> **BRANO DA LEGGERE**:
_____
Cybersecurity: siamo in salute o rischiamo la rianimazione?

La nonchalance riservata al tema della cybersecurity somiglia molto all’atteggiamento un po’ superficiale tenuto dalle autorità governative all’insorgere della pandemia del coronavirus.

La drammaticità dell’emergenza sanitaria sembrerebbe destinata ad emarginare qualsivoglia dissertazione su temi “più futili”, ma purtroppo i rischi sul fronte digitale non sono meno tragici e prioritari soprattutto in questo momento storico in cui tutto deve funzionare senza intoppi di sorta.

Dalle nostre parti la percezione del problema è deformata da una presumibile ridotta competenza ed esperienza a proposito del mondo sotterraneo della Rete (che porta a confondere piccoli teppisti – nobilitati dall’etichetta “hacktivisti – con i mercenari al servizio del crimine organizzato, del terrorismo e dei potentati economici, politici e militari) e dello scenario bellico tutt’altro che futuribile in cui si agitano da anni strutturate formazioni “State-sponsored” (incentivate dai Governi o a loro comunque gradite) e “State-controlled” (ossia controllate direttamente da questo o quello Stato).

La “Relazione sulla Politica dell’Informazione sulla Sicurezza” non fa cenno al pericolo di reggimenti e divisioni armate di computer e software pronte a paralizzare le infrastrutture critiche (energia, telecomunicazioni, trasporti, finanza e sanità). Si descrive in modo didascalico il non mai abbastanza temuto “5G” e, dopo un breve cenno al rischio di spionaggio, si dimentica di ricordare che il proprietario di certe tecnologie ha il ben più temibile potere di “staccare la spina” quando e come vuole, mettendo in ginocchio l’Italia e qualunque altro Paese non autonomo sul piano delle risorse digitali.

Si ammucchiano le statistiche e certe relazioni a consuntivo ricordano le vecchie ricerche scolastiche che la mia generazione faceva ritagliando i libri e incollandone le illustrazioni su fogli protocollo.
_____
> **ESTRATTI DI DATI**:

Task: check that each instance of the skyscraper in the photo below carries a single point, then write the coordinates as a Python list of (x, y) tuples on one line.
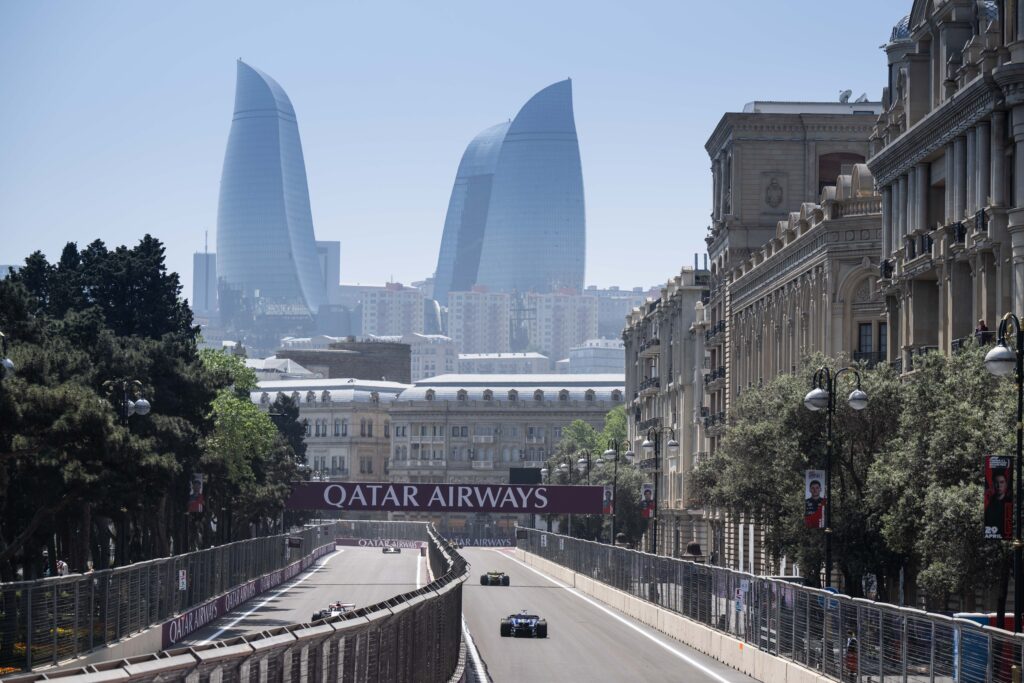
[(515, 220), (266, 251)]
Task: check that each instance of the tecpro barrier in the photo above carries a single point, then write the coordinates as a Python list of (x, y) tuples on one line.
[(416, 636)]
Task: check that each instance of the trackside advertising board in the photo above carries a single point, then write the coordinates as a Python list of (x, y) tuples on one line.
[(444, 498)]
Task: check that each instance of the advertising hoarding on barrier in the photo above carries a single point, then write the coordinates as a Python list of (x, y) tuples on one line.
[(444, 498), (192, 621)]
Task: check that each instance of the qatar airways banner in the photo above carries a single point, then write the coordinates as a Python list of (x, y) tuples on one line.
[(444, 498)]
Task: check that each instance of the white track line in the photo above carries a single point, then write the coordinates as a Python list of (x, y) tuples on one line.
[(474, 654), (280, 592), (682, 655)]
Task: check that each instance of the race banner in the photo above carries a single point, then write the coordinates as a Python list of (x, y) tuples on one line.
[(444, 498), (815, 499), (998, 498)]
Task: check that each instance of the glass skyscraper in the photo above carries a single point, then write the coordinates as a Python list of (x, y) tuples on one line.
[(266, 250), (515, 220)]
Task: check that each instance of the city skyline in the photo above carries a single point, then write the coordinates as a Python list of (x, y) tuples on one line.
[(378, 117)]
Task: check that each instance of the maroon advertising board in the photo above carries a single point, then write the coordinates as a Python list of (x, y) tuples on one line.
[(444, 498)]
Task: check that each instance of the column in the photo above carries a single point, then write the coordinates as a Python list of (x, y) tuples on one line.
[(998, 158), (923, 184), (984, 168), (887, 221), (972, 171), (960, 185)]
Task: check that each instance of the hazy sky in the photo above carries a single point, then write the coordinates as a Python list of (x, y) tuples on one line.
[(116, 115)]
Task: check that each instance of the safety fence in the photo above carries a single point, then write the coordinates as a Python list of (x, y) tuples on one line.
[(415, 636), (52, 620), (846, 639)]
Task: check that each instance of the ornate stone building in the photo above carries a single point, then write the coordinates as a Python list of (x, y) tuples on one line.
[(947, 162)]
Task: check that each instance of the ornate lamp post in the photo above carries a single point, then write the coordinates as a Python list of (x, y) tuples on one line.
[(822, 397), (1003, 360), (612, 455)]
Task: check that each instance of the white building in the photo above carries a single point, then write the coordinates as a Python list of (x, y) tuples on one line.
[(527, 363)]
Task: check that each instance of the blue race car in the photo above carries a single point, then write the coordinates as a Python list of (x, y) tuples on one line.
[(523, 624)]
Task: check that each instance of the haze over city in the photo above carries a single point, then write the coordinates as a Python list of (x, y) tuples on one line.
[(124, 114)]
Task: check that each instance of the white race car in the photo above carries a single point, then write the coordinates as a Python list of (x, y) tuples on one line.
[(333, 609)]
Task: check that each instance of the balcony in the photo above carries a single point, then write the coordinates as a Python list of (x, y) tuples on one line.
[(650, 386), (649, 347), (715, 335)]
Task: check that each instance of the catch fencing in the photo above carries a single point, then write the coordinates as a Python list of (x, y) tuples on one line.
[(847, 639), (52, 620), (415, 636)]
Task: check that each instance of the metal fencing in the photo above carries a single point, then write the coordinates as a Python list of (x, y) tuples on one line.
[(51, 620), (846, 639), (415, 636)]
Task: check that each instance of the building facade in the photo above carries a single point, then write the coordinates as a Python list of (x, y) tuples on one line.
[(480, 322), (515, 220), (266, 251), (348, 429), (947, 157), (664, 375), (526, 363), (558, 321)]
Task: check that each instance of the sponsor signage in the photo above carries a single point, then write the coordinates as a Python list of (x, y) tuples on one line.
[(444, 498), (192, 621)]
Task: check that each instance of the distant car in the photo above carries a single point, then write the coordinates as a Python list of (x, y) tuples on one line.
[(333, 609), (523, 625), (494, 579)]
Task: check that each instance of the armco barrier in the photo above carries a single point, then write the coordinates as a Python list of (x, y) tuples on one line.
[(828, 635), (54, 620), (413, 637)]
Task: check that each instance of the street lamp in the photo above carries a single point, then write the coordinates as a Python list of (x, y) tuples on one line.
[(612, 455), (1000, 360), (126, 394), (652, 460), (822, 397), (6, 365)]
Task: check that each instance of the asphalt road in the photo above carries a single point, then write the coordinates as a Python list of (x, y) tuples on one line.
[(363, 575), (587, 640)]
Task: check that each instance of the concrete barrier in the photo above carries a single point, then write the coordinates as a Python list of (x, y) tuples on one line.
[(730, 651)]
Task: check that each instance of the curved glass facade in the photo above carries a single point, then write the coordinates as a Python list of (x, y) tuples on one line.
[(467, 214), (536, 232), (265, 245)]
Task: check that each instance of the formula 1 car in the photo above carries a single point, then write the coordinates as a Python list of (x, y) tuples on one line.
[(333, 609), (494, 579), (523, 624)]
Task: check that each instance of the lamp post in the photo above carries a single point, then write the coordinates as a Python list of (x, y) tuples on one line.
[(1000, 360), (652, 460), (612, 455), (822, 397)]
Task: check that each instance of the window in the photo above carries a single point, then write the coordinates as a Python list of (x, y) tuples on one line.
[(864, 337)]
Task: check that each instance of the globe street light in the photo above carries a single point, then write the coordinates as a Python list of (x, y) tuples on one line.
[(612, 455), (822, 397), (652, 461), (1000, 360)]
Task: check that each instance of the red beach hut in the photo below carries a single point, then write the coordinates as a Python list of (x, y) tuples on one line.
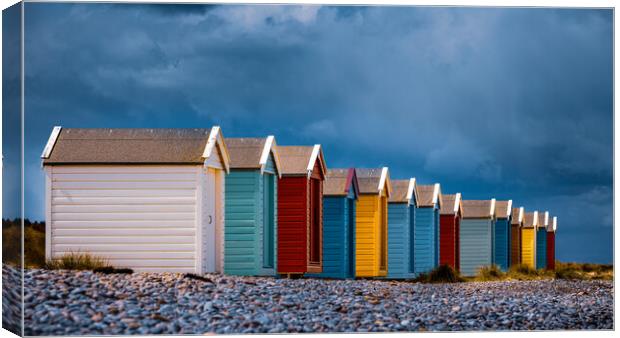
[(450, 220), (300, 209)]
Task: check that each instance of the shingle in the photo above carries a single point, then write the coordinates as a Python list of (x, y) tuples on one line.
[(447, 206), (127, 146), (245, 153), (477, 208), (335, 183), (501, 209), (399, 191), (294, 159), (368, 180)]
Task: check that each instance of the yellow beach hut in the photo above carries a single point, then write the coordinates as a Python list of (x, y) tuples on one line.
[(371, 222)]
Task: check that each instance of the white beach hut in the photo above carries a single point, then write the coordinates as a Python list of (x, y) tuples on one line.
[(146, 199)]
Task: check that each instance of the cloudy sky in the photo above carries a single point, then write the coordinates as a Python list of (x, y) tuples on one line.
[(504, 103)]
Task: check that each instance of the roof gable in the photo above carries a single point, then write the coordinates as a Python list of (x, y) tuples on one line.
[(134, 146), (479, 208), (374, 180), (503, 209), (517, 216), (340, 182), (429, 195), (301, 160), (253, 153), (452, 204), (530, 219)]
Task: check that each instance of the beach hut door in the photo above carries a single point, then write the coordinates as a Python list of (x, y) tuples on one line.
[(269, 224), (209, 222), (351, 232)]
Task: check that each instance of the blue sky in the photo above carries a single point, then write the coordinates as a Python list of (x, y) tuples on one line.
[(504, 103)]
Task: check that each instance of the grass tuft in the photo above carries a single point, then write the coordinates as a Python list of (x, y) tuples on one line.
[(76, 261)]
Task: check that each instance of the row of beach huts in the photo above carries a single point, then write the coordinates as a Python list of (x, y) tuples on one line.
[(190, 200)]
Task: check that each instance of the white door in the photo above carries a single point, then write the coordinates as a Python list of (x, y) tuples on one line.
_____
> **COMPITI ED ESERCIZI**:
A: Ricopia dal testo sulla cybersecurity il passo che comincia con "Dalle nostre parti" e termina con "o quello Stato).".
B: Prosegui il testo sulla cybersecurity, riprendendo dopo la sua ultima frase.

> **RISULTATI**:
A:
Dalle nostre parti la percezione del problema è deformata da una presumibile ridotta competenza ed esperienza a proposito del mondo sotterraneo della Rete (che porta a confondere piccoli teppisti – nobilitati dall’etichetta “hacktivisti – con i mercenari al servizio del crimine organizzato, del terrorismo e dei potentati economici, politici e militari) e dello scenario bellico tutt’altro che futuribile in cui si agitano da anni strutturate formazioni “State-sponsored” (incentivate dai Governi o a loro comunque gradite) e “State-controlled” (ossia controllate direttamente da questo o quello Stato).

B:
Si disegna un “ecosistema cyber” nella cui mappa si respira il desiderio di non scontentare nessuno, di lasciare a tutti un ruolo, di non riservare (cosa a mio avviso doverosa) la competenza ad un’unica entità. Il controllo cibernetico del Paese dovrebbe somigliare ai comandi di un aeroplano che sono nelle mani solo del pilota e non di tutti quelli che sono a bordo, chiamati – se del caso – ad attenersi al rispetto di specifiche istruzioni impartite qualora ve ne sia necessità.

La Relazione presentata al Parlamento all’inizio di marzo è senza dubbio rassicurante e i destinatari (che è facile immaginare “digiuni” su certe tematiche impegnative anche per gli esperti) hanno presumibilmente plaudito nel sapere che “l’Italia ha predisposto una risposta nazionale” alla minaccia incombente.

Come diceva Guzzanti nelle vesti del predicatore di Quelo “la risposta è dentro di te e però è sbagliata”.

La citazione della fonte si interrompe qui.